Source data
- Opening Delimiter -

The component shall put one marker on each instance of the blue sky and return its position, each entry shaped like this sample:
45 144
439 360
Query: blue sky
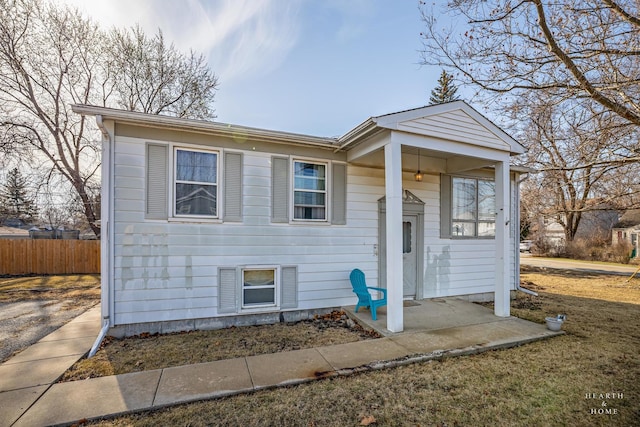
317 67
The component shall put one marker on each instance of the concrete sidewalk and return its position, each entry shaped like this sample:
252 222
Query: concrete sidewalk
27 376
65 403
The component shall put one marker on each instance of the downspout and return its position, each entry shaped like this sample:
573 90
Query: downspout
518 287
105 233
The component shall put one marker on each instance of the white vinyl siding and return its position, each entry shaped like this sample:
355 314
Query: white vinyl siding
173 270
455 126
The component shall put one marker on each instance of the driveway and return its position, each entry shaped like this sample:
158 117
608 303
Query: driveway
24 323
584 266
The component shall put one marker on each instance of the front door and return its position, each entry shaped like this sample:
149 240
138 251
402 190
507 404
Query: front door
409 256
412 244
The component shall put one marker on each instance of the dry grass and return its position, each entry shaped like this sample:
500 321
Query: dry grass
70 287
141 353
539 384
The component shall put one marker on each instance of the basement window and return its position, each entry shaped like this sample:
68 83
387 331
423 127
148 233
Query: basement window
259 287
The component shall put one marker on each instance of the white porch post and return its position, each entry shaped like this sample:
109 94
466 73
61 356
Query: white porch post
393 188
503 273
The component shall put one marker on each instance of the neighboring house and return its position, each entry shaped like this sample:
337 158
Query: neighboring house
13 233
627 231
594 224
208 224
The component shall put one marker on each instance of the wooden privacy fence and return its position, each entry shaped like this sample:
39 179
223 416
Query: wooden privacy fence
32 256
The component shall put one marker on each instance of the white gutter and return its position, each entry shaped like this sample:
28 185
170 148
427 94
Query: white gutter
106 233
518 287
203 126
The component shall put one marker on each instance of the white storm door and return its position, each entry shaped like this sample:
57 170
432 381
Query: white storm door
409 256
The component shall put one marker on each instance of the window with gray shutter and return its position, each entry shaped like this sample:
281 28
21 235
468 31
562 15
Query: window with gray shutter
227 290
339 194
232 187
279 189
157 175
289 287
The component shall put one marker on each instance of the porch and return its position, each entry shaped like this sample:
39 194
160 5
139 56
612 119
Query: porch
452 325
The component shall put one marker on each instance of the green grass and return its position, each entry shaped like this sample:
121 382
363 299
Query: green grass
539 384
73 286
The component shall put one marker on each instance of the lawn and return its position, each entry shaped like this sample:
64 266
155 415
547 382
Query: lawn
34 306
559 381
78 287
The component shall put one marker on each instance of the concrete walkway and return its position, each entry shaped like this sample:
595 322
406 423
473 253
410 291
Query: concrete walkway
579 266
28 375
27 386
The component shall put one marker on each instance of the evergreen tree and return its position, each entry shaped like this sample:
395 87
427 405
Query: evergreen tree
14 198
445 91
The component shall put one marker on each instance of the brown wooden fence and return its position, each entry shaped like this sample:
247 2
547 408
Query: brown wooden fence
27 256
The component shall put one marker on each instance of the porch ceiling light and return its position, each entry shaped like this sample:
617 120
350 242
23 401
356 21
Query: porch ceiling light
418 175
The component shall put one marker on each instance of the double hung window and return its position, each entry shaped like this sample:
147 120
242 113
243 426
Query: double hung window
196 183
309 191
473 209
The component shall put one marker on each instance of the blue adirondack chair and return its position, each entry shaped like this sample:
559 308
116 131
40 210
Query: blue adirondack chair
365 299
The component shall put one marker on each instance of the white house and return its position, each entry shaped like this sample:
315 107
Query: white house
207 224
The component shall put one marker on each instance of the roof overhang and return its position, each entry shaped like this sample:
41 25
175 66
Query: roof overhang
203 126
392 121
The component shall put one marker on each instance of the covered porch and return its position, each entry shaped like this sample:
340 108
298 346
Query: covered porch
453 325
441 141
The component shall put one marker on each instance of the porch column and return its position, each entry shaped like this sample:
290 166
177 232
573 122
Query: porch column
503 273
393 189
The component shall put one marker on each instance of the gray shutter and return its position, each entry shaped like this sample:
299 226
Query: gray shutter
227 290
232 187
289 287
445 206
157 181
279 189
339 193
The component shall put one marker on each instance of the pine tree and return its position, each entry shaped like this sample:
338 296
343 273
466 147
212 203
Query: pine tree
14 199
445 91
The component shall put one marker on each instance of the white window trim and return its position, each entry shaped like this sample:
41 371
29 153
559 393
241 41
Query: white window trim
276 294
327 191
175 216
477 221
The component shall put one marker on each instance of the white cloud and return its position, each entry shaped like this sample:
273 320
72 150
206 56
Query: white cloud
240 38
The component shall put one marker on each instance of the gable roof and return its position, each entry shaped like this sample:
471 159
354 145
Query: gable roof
455 121
202 126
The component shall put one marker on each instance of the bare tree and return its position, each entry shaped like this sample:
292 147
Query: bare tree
51 57
581 156
574 49
565 77
154 78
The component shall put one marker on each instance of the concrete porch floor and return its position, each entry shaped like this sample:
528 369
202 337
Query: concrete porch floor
453 323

- Closing Delimiter -

Problem requirements
Each entry should appear again exactly as written, pictures excluded.

Output for this exercise
The component shall put one marker on each instance of the blue sky and return its position, each entry shaped like this sample:
45 144
439 360
Query: blue sky
317 67
The component shall put one marker on each instance of the concrete sidewalk and return its position, each entry shaped like this sample:
252 222
Query: concrete sidewalk
27 376
65 403
The component shall put one marker on each instance of the downspout and return its position, each entry shaped like this sample:
573 90
Query: downspout
518 287
105 233
The component shall put one marker on each instance of the white vinyl siding and return its position, each entry shaped like this sample:
355 314
Query: white vinyl siding
173 270
455 126
The component shall put one marker on each instance of the driveway and return its position, each entry shaped like this sample:
158 117
608 303
Query: driveway
24 323
584 266
The component shall put one marker on each instance of the front door and return its position, each entry shaped like this sample:
149 240
138 251
402 190
507 404
Query: front door
409 256
412 244
The component shall put one marker on each instance of the dry grass and return its position, each entry shaped like this sample:
500 321
Query: dry grass
70 287
141 353
539 384
The component shall put one marker on each instance of the basement window and return its position, each entry shaped like this sample:
68 83
387 331
423 127
148 233
Query: basement window
259 287
The component shall put one marker on each instance of the white porch post and return its position, each entry shaped like this sample:
109 94
466 73
61 356
Query: white porch post
393 188
503 273
The component shall put one marker on each instance of the neighboring house and return its position, each entry shaped like this sample:
337 158
Query: neighboring house
13 233
627 231
594 224
208 224
The component shall put one marker on each instance of the wooden privacy fence and return its position, each entry shaped like this sample:
39 179
223 416
Query: wooden privacy fence
32 256
The component shall put one marker on each instance of the white gutter and return its position, each entry shaped like this sample:
28 185
170 148
427 94
Query: white gutter
106 233
518 287
203 126
The component shall put one marker on each instance of the white storm door and return its position, each entry shaped like this sample:
57 170
432 381
Query: white storm door
409 256
The component shall put one marker on each instance of the window with gray shutter and return its position, each entry shaped like this sample:
281 28
21 235
468 31
562 15
Query: window with gray shutter
227 290
339 194
232 187
279 189
157 175
289 287
The component shall put one marker on each instance of the porch and return its position, each entry shaped like this sample:
39 194
160 5
139 56
612 119
Query: porch
452 325
The component shall put one marker on each instance of the green grass and return its position, each entry shaped like this sample:
121 382
363 299
Query: green grass
539 384
73 286
The component shall put one marker on each instance of the lawn and return its position, each entry shaped like this sample:
64 266
155 415
547 382
Query: lawn
34 306
559 381
78 287
The component shall put one marker on each instance of the concrete walkway and return its position, each entry shaped like this sample:
595 322
406 423
473 253
410 291
Query: concrete walkway
579 266
28 375
27 386
The component shall put one marker on each instance of the evergreen tree and return its position, each entry shaped like this sample:
395 87
427 405
Query: evergreen tree
14 198
445 91
The component shall put one marker on each instance of the brown wooden fence and return its position, each entry shaped like this sample:
247 2
547 408
Query: brown wooden fence
27 256
The component shall put one marker on each instance of the porch ceiling light and return its position, each entry shaped like this sample:
617 120
350 242
23 401
356 21
Query: porch ceiling light
418 175
The component shall put one marker on each instance of the double hung window and return its position, each entry shaped like this sample:
147 120
242 113
243 426
Query: double hung window
196 183
309 191
473 209
The component shall put one marker on each instance of the blue adirondack chair and return its position, each entry shaped like this sample:
559 308
116 131
40 210
Query: blue adirondack chair
365 299
The component shall put one marker on each instance of the white house and return its position, each entry shaped like this sample:
315 107
Query: white house
207 224
The component shall put one marker on each instance of the roof overhang and return its position, each entry shaped like this sample:
41 25
175 66
Query: roof overhang
203 126
392 121
The component shall put one marker on each instance of the covered porch and return its position, each entry shaped like this sample:
340 108
298 346
Query: covered porch
453 325
441 141
The component shall put one marker on each instance of the porch column and return its position, each entry shaped like this sample:
290 166
177 232
573 122
Query: porch column
503 273
393 189
The component shall put one marker on each instance of the gray shutter and return its position, each entry shaped like this sample:
299 226
Query: gray shutter
227 290
232 187
289 287
445 206
157 181
279 189
339 193
The component shall put one marker on each instance of the pine tree and return its position, each entry shaped like this sample:
338 296
343 273
466 147
212 203
Query: pine tree
14 199
445 91
The component shall put one marker on each instance of the white window trim and return its position, each entry shaped like this sample:
41 371
29 153
559 393
241 41
Query: white window trim
276 294
327 191
175 216
477 221
The component shall put one marker on each instance of the white cloud and return its position, each entry shaped like this sample:
273 320
72 150
206 56
Query: white cloud
240 38
The component shall put one marker on each instance of the gable roof and return its position, each entry shaped like this sample:
471 159
354 145
Query: gable roof
455 121
202 126
The component shall put one marker on each instance of the bare tree and return its position, each entry shaped like this sample:
292 147
Query: bare tree
51 57
581 156
574 49
565 77
154 78
The component shall put one marker on each instance of the concrete porch floor and return its position, each entry shaped like this sample:
528 369
202 337
Query: concrete porch floor
453 323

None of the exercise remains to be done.